Source document:
········

Drug distribution and clinical safety in treating cystic craniopharyngiomas using intracavitary radiotherapy with phosphorus-32 colloid
- Hongbo Chang
- Jianning Zhang
- Weidong Cao
- Yaming Wang
- Hulin Zhao
- Rui Liu
- Shengli Guo
Published online on: February 7, 2018
Copyright: © Chang et al.
This is an open access article distributed under the terms of Creative Commons Attribution License.
The present study evaluated drug distribution and clinical safety in treating patients with cystic craniopharyngioma (CP) with intracavitary radiotherapy using phosphorus‑32 (32P) colloid. In total, 40 patients who were recently diagnosed with primary or recurrent cystic CP were enrolled into the study. Patients underwent stereotactic intracavitary therapy and were administered 32P colloid and iopamidol‑300 (1:1 dilution). Head computed tomography (CT) scans were performed 2 h after surgery in order to assess drug distribution and leakage. Results obtained from the ophthalmic examination (visual acuity, visual field and fundus), enhanced head magnetic resonance imaging and/or CT scans, blood analysis, coagulation tests, electrolyte tests, pituitary hormone level analysis, and hepatic and renal function tests were compared between the 0.5, 1, 1.5 and 2 mCi groups. The 32P colloid per minute radioactive count was quantitatively measured in urine and blood samples using a CAPRAC well‑type NaI γ counter at 1, 3 and 7 days post‑surgery. In total, 6, 2 and 1 case(s) from the 2, 1.5 and 1 mCi groups, respectively, demonstrated heterogeneous drug distribution and intracavitary cerebrospinal fluid leakage. Furthermore, out of 24 patients, no significant differences were identified in blood analysis, blood biochemical measurements and pituitary hormone levels prior to and 7 days after surgery. Blood 32P deposition returned to normal levels within 3 days after surgery, whereas urine deposition returned to normal within 7 days after surgery. Methods utilized in the present study were advantageous in terms of convenience, speed and low cost, therefore, these techniques are suitable for continuous monitoring of patient 32P colloid deposition.

········

Work instruction: Repeat verbatim the portion of the craniopharyngioma abstract between "Drug distribution and clinical safety in treating cystic" and "Chang et al.", inclusive.

········

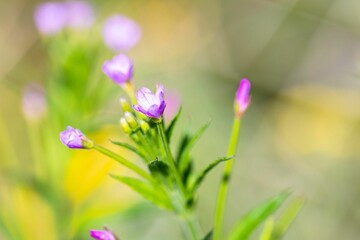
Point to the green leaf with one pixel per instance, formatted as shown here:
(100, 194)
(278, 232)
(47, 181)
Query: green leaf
(131, 148)
(209, 235)
(156, 196)
(200, 177)
(170, 128)
(247, 224)
(287, 218)
(159, 167)
(268, 229)
(184, 155)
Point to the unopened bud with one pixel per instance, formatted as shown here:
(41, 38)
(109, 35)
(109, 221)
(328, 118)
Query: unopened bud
(145, 127)
(125, 126)
(125, 106)
(131, 120)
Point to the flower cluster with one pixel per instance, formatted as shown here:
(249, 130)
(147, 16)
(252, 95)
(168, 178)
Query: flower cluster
(169, 182)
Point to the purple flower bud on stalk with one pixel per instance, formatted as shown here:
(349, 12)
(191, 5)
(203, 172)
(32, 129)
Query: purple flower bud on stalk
(119, 69)
(242, 98)
(102, 234)
(173, 103)
(120, 33)
(74, 138)
(33, 102)
(50, 17)
(80, 14)
(152, 105)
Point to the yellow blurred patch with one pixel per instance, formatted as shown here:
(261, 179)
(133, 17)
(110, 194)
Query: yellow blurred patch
(87, 170)
(26, 215)
(317, 121)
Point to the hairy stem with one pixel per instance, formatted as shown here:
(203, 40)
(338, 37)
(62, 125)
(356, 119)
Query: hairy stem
(224, 185)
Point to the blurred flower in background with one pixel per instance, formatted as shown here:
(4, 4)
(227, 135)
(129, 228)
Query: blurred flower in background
(50, 17)
(302, 129)
(120, 33)
(34, 104)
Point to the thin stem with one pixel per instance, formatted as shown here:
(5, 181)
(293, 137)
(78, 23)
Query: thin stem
(224, 185)
(124, 162)
(171, 160)
(130, 90)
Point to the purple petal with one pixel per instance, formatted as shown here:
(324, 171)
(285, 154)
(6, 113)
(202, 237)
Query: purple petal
(50, 17)
(243, 95)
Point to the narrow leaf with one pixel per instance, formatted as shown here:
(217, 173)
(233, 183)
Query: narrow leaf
(159, 167)
(184, 157)
(208, 236)
(130, 147)
(200, 177)
(287, 218)
(268, 229)
(155, 196)
(170, 129)
(246, 226)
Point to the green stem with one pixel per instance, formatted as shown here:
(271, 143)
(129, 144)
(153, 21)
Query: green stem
(124, 162)
(193, 226)
(171, 160)
(224, 185)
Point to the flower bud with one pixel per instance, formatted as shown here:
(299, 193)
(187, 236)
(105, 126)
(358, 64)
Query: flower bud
(152, 105)
(119, 69)
(145, 127)
(74, 138)
(125, 126)
(242, 98)
(125, 106)
(103, 234)
(131, 120)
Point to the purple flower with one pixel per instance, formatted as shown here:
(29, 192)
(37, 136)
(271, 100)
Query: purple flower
(50, 17)
(119, 69)
(152, 105)
(80, 14)
(173, 103)
(102, 234)
(121, 33)
(74, 138)
(242, 98)
(33, 102)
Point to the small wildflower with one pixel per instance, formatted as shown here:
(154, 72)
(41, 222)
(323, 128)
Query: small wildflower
(120, 33)
(102, 234)
(242, 98)
(119, 69)
(125, 106)
(74, 138)
(50, 17)
(125, 126)
(152, 105)
(131, 120)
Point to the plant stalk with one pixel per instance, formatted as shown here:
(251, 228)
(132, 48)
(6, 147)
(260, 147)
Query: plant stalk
(224, 185)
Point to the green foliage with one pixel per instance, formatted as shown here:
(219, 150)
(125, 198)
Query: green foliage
(159, 167)
(287, 218)
(208, 236)
(247, 224)
(200, 177)
(156, 196)
(131, 148)
(186, 145)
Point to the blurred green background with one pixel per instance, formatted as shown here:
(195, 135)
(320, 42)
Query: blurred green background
(301, 131)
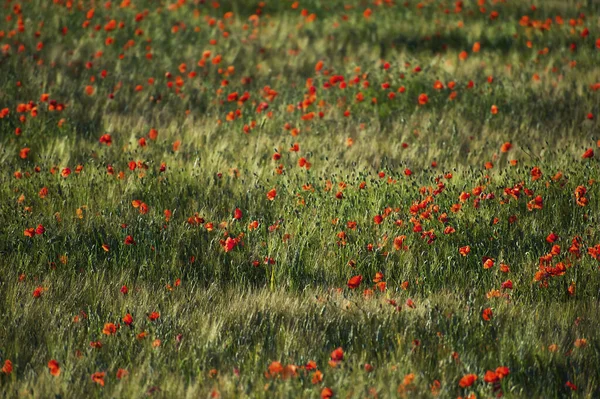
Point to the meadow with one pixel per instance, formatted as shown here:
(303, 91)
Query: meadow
(313, 198)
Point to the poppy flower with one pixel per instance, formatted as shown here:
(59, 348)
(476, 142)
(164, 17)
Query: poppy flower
(502, 371)
(237, 214)
(354, 282)
(551, 238)
(491, 377)
(487, 314)
(337, 355)
(317, 377)
(109, 329)
(326, 393)
(98, 378)
(128, 319)
(24, 152)
(467, 380)
(54, 367)
(506, 147)
(507, 285)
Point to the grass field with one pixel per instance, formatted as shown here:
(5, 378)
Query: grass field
(350, 199)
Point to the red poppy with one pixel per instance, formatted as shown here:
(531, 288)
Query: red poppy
(326, 393)
(487, 314)
(128, 319)
(467, 380)
(98, 378)
(109, 329)
(337, 355)
(354, 282)
(54, 367)
(589, 153)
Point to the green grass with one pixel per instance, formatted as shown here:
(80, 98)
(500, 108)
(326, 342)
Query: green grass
(281, 293)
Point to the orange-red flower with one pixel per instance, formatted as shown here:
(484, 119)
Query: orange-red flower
(354, 282)
(54, 367)
(98, 378)
(487, 314)
(467, 380)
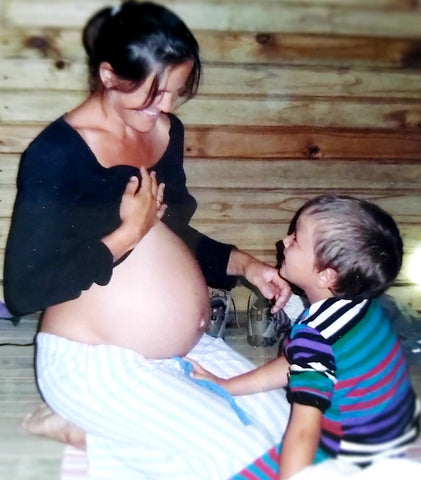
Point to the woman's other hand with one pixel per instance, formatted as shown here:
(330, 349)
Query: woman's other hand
(263, 276)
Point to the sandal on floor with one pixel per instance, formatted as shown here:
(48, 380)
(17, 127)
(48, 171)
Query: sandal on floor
(264, 328)
(222, 311)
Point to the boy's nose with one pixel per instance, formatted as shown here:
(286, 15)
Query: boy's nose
(287, 241)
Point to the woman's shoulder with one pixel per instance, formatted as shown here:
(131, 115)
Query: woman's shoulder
(57, 135)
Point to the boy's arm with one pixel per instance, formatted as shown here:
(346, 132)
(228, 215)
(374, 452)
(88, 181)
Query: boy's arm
(270, 376)
(301, 440)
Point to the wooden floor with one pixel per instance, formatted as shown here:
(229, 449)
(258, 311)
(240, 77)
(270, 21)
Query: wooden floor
(27, 457)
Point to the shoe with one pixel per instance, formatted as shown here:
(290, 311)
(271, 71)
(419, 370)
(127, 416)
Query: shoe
(264, 328)
(220, 302)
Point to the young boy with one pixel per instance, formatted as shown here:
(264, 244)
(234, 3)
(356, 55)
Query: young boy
(345, 373)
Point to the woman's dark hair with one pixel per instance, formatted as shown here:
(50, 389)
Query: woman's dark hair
(137, 40)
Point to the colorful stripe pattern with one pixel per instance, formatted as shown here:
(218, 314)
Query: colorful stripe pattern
(346, 360)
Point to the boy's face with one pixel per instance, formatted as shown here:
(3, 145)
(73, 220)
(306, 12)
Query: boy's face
(298, 266)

········

Task output:
Drug distribution and clinical safety in treating cystic craniopharyngiomas using intracavitary radiotherapy with phosphorus-32 colloid
- Hongbo Chang
- Jianning Zhang
- Weidong Cao
- Yaming Wang
- Hulin Zhao
- Rui Liu
- Shengli Guo
Published online on: February 7, 2018
Copyright: © Chang et al.